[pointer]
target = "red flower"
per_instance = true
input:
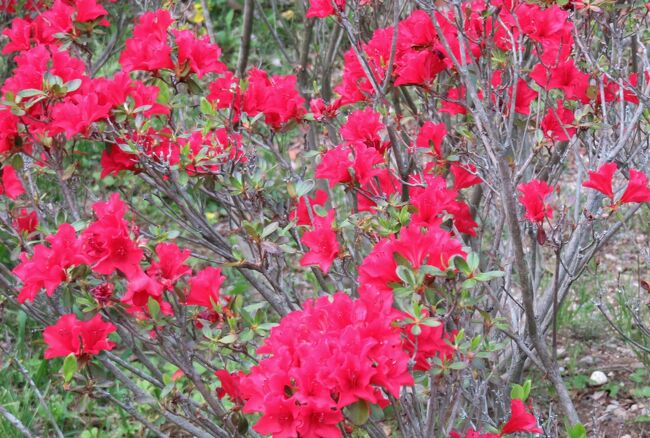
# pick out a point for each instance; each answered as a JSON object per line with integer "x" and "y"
{"x": 81, "y": 338}
{"x": 107, "y": 242}
{"x": 325, "y": 8}
{"x": 432, "y": 246}
{"x": 46, "y": 269}
{"x": 26, "y": 222}
{"x": 434, "y": 200}
{"x": 302, "y": 210}
{"x": 566, "y": 77}
{"x": 471, "y": 433}
{"x": 533, "y": 198}
{"x": 204, "y": 288}
{"x": 322, "y": 243}
{"x": 102, "y": 293}
{"x": 148, "y": 48}
{"x": 556, "y": 125}
{"x": 419, "y": 67}
{"x": 280, "y": 419}
{"x": 140, "y": 288}
{"x": 601, "y": 180}
{"x": 19, "y": 36}
{"x": 114, "y": 160}
{"x": 199, "y": 55}
{"x": 431, "y": 136}
{"x": 89, "y": 10}
{"x": 10, "y": 185}
{"x": 520, "y": 419}
{"x": 334, "y": 352}
{"x": 637, "y": 190}
{"x": 336, "y": 164}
━━━━━━━━━━━━━━━━
*Requirement*: All records, pictures excluded: copy them exactly.

*Answer space*:
[pointer]
target = "red flower"
per_instance = true
input:
# pick out a point for each instance; each answered as a JSON object per line with integer "x" and "y"
{"x": 81, "y": 338}
{"x": 107, "y": 242}
{"x": 325, "y": 8}
{"x": 432, "y": 246}
{"x": 46, "y": 269}
{"x": 26, "y": 222}
{"x": 434, "y": 200}
{"x": 302, "y": 210}
{"x": 566, "y": 77}
{"x": 471, "y": 433}
{"x": 533, "y": 198}
{"x": 204, "y": 288}
{"x": 322, "y": 243}
{"x": 102, "y": 293}
{"x": 148, "y": 48}
{"x": 556, "y": 125}
{"x": 419, "y": 67}
{"x": 280, "y": 419}
{"x": 140, "y": 288}
{"x": 601, "y": 180}
{"x": 19, "y": 36}
{"x": 114, "y": 160}
{"x": 199, "y": 55}
{"x": 431, "y": 136}
{"x": 89, "y": 10}
{"x": 10, "y": 185}
{"x": 520, "y": 419}
{"x": 334, "y": 352}
{"x": 637, "y": 190}
{"x": 336, "y": 164}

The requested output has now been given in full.